*WORK TO DO*:
a - According to the excerpt below on the matrix profile's streaming kernel, which audited implementation recomputes a full FFT every tick?
b - Which deployed implementations, with their release tags, does the matrix profile excerpt below say were audited? List all of them.
c - Continue the excerpt below on rounding error in the streaming matrix profile kernel, starting after its final sentence.

*SELECTED EXCERPT*:
=-=-=-=-=
Nobody can tell you whether the world’s most-deployed time-series similarity kernel survives a trillion ticks at fp32, on hardware with no fp64 unit — the question has no published answer. The primitive underneath is a sliding-window inner product carried forward one product at a time; it ships as the matrix profile, the engine behind motif discovery, discord detection, and a long line of anomaly-mining systems, across thirty-one papers in its canonical series, MP-I through MP-XXXI. None of them carries a forward-error analysis of the streaming recurrence the deployed kernels actually run. So I did the math, and I started by reading the shipped code.
The kernel everyone ships
The streaming kernel maintains a sliding-window inner product per row with a rank-one subtract–add update: one operand pair leaves the window, one enters, and the cached value from the previous tick is updated in place.
# the streaming update, schematically
qt = qt_prev - leaving_a * leaving_b + entering_a * entering_bThat reuse is the whole story. Every tick commits a rounding error into the accumulator, and because tomorrow’s value is computed from today’s, the error never leaves. The carry chain grows with the stream.
I audited the deployed implementations at their public release tags to see who actually carries this chain. stumpy@v1.13.0 carries the recurrence indefinitely with only a single per-tick head refresh. go-matrixprofile@v0.2.0 goes to the other extreme and recomputes a full FFT every tick. SCAMP@v4.0.3 and matrixprofile@v1.1.10 are batch-only — no streaming carry at all. Every implementation sits at an extreme; none occupies the middle ground of a periodic full-state reseed, which is the regime the analysis ends up recommending.
=-=-=-=-=
(Stored items)

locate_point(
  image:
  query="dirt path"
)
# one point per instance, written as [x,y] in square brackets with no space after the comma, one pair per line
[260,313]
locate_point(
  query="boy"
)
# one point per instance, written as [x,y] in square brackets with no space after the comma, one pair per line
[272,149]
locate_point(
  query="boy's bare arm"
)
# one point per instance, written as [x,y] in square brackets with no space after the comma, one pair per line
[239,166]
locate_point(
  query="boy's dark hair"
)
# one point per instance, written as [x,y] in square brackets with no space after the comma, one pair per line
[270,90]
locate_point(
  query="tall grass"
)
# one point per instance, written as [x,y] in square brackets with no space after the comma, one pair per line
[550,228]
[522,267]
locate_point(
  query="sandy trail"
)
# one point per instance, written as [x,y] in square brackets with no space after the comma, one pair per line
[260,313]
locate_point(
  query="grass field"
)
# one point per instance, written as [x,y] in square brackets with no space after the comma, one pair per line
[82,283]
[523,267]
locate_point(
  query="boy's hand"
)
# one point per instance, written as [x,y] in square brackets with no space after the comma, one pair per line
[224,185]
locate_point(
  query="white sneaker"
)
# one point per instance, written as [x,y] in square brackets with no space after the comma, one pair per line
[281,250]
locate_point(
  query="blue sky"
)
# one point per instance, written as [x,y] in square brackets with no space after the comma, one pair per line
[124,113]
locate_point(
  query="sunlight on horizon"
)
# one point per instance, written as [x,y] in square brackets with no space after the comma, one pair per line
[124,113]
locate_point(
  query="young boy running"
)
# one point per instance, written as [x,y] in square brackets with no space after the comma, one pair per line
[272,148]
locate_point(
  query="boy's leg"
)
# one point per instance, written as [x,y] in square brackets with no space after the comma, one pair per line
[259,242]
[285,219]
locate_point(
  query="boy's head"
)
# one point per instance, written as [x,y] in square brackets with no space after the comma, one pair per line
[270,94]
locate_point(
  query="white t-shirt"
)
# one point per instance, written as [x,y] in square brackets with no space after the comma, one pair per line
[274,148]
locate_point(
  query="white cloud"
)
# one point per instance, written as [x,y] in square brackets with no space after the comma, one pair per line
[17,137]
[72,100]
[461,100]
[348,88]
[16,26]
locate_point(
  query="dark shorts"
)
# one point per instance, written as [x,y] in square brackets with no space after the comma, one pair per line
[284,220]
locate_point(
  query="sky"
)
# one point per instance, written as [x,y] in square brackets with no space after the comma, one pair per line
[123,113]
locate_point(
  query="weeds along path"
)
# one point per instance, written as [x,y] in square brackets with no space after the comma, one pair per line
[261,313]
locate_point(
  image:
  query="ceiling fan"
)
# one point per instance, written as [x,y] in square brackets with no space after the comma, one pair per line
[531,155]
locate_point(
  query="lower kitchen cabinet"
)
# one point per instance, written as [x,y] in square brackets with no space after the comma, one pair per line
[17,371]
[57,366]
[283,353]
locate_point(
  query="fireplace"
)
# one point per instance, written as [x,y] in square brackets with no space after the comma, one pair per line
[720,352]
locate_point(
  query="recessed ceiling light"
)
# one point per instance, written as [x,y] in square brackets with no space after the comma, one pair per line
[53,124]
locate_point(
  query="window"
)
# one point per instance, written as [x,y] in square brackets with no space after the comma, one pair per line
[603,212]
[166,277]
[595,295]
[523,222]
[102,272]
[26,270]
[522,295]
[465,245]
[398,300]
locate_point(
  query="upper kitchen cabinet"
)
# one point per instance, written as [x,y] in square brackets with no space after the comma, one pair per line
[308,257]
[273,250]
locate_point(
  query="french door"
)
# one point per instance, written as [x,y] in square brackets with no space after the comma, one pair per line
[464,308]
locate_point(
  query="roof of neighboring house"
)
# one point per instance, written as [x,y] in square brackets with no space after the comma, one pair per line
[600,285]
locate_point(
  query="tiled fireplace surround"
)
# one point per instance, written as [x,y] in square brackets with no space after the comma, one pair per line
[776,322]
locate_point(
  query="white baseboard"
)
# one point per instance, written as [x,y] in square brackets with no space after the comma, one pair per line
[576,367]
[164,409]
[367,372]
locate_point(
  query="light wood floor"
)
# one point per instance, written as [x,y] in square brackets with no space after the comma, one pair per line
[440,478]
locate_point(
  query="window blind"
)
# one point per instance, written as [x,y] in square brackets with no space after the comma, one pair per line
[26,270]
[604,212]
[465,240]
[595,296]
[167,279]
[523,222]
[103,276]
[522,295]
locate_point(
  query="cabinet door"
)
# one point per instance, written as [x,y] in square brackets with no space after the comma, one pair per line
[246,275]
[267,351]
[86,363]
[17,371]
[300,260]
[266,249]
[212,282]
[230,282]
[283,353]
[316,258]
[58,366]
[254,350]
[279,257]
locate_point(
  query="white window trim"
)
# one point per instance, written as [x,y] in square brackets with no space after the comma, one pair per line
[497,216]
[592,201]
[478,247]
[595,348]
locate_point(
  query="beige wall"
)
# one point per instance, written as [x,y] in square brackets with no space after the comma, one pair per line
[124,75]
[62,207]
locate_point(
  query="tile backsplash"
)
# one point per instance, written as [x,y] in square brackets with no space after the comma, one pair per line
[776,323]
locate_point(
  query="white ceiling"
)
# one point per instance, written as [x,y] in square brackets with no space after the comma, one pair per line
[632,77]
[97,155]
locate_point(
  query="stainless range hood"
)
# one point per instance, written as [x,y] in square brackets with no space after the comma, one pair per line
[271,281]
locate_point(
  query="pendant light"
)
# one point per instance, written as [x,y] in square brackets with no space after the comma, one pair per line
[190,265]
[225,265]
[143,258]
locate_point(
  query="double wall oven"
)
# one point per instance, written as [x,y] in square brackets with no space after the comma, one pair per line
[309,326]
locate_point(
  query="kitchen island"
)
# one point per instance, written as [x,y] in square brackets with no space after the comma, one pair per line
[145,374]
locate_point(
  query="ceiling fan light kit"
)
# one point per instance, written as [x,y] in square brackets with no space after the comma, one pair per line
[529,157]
=-=-=-=-=
*RESULTS FOR THE EXERCISE*:
a - go-matrixprofile@v0.2.0

b -
stumpy@v1.13.0
go-matrixprofile@v0.2.0
SCAMP@v4.0.3
matrixprofile@v1.1.10

c -
data table
| implementation | release tag | kernel class |
|---|---|---|
| stumpy | v1.13.0 | streaming carry, kept indefinitely |
| SCAMP | v4.0.3 | batch, per-tile, no carry |
| matrixprofile | v1.1.10 | batch, diagonal sampling |
| go-matrixprofile | v0.2.0 | full FFT recompute per tick |
What linear drift looks like
I ran the recurrence as a single unbroken carry chain across stream lengths N = 2¹³ to 2²⁴ — past 16.7 million ticks — against a 128-bit MPFR reference oracle (~38 decimal digits), over seven synthetic corpora, 30 seeds each, three accumulator strategies, two precisions. On the cleanest corpus in the sweep — a deterministic linear-congruential walk, which adds no rounding of its own above the accumulator — the naive f64 accumulator climbs roughly 3.8 decades, from 1.75×10⁻¹⁰ to 1.08×10⁻⁶, tracing the predicted O(N·u) envelope. Compensated Kahan–Babuška–Neumaier (KBN) at f64 holds the same chain near the oracle floor — never above 7.5×10⁻⁹. Ogita–Rump–Oishi at f64 is correctly rounded on this corpus: drift identically zero, off the log axis.
Then the f32 twist. On the same corpus, the Ogita correctly-rounded condition is first crossed around n = 2²⁰ — the exact crossing point depends on a small constant in the condition — and both compensated paths grow near-linearly from there: KBN-f32 grows ~3,009× to 9.27, Ogita-f32 ~412× to 1.27, and naive f32 reaches 1.71×10³. The algorithms did not get worse — the precision tier moved the condition boundary under them. Compensated summation alone cannot arrest the growth once the correctly-rounded condition is crossed, and dropping to f32 crossed it on this data.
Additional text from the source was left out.